Represent every line of the items below as a JSON array of strings, one string per line, leaving out blank lines.

★ ★ ★

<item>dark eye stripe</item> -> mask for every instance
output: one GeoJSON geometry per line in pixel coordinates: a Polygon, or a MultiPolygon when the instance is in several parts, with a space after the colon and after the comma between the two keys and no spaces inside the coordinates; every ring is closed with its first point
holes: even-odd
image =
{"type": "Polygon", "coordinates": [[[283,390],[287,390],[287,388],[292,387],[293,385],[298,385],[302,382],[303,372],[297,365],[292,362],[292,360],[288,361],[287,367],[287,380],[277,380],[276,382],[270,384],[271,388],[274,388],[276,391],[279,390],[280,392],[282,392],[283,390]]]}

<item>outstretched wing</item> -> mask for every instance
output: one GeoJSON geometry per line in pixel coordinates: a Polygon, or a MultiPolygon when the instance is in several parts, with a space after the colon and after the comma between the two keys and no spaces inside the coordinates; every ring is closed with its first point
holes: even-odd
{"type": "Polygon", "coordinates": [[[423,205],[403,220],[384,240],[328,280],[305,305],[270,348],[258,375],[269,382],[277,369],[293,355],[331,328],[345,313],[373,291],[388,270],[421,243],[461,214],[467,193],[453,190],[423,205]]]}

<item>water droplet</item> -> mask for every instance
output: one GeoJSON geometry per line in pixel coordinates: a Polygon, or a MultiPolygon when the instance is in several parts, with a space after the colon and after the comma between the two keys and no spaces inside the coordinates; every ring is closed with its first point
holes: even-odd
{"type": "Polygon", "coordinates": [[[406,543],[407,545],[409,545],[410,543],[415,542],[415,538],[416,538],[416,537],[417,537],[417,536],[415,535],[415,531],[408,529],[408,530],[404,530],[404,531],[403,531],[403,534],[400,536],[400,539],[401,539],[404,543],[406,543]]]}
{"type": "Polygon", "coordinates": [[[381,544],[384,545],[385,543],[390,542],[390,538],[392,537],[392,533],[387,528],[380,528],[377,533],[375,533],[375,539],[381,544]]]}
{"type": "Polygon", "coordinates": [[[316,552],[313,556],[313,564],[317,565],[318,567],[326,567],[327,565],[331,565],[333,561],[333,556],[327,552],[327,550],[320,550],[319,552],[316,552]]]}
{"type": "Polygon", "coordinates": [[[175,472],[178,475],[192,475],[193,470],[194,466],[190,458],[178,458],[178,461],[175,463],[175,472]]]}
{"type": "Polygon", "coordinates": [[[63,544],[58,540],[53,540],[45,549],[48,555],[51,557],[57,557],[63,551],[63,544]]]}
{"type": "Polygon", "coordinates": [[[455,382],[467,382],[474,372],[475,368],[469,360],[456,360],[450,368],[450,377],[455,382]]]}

★ ★ ★

--- RESULT FOR THIS EXERCISE ---
[
  "<item>dark eye stripe</item> -> mask for every instance",
  "output: one GeoJSON geometry per line in pixel coordinates: a Polygon, or a MultiPolygon when the instance is in several parts, with a space after the colon and after the comma between the two keys and no spaces inside the coordinates; every ring is closed with its first point",
  "holes: even-odd",
  "image =",
  "{\"type\": \"Polygon\", \"coordinates\": [[[283,390],[287,390],[287,388],[292,387],[293,385],[298,385],[302,382],[303,372],[297,365],[292,362],[292,360],[288,361],[287,367],[287,380],[277,380],[276,382],[270,384],[271,388],[274,388],[276,391],[279,390],[280,392],[282,392],[283,390]]]}",
  "<item>outstretched wing</item> -> mask for every instance",
  "output: one GeoJSON geometry per line in pixel coordinates: a Polygon, or a MultiPolygon when the instance is in several parts, with a space after the colon and after the comma between the two keys and no spaces inside the coordinates; every ring is closed with its first point",
  "holes: even-odd",
  "{\"type\": \"Polygon\", \"coordinates\": [[[423,205],[403,220],[384,240],[328,280],[305,305],[270,348],[258,375],[269,382],[277,369],[293,355],[331,328],[345,313],[373,291],[388,270],[421,243],[461,214],[467,193],[453,190],[423,205]]]}",
  "<item>water droplet</item> -> mask for every instance",
  "output: one GeoJSON geometry per line in pixel coordinates: a Polygon, or a MultiPolygon when the instance is in several parts, with a space after the colon and after the comma between the two keys and no spaces inside the coordinates; every ring is closed with its first point",
  "holes: even-odd",
  "{\"type\": \"Polygon\", \"coordinates\": [[[406,543],[407,545],[409,545],[410,543],[415,542],[415,538],[416,538],[416,537],[417,537],[417,536],[415,535],[415,531],[408,529],[408,530],[404,530],[404,531],[403,531],[403,534],[400,536],[400,539],[401,539],[404,543],[406,543]]]}",
  "{\"type\": \"Polygon\", \"coordinates\": [[[381,544],[384,545],[385,543],[390,542],[390,538],[392,537],[392,533],[387,528],[380,528],[377,533],[375,533],[375,539],[381,544]]]}",
  "{\"type\": \"Polygon\", \"coordinates\": [[[316,552],[313,556],[313,564],[317,565],[318,567],[326,567],[327,565],[331,565],[333,561],[333,556],[327,552],[327,550],[320,550],[319,552],[316,552]]]}",
  "{\"type\": \"Polygon\", \"coordinates\": [[[175,472],[178,475],[192,475],[193,470],[194,466],[190,458],[178,458],[178,461],[175,463],[175,472]]]}",
  "{\"type\": \"Polygon\", \"coordinates\": [[[63,544],[58,540],[53,540],[45,549],[48,555],[51,557],[57,557],[63,551],[63,544]]]}",
  "{\"type\": \"Polygon\", \"coordinates\": [[[455,382],[467,382],[474,372],[475,368],[469,360],[456,360],[450,368],[450,377],[455,382]]]}"
]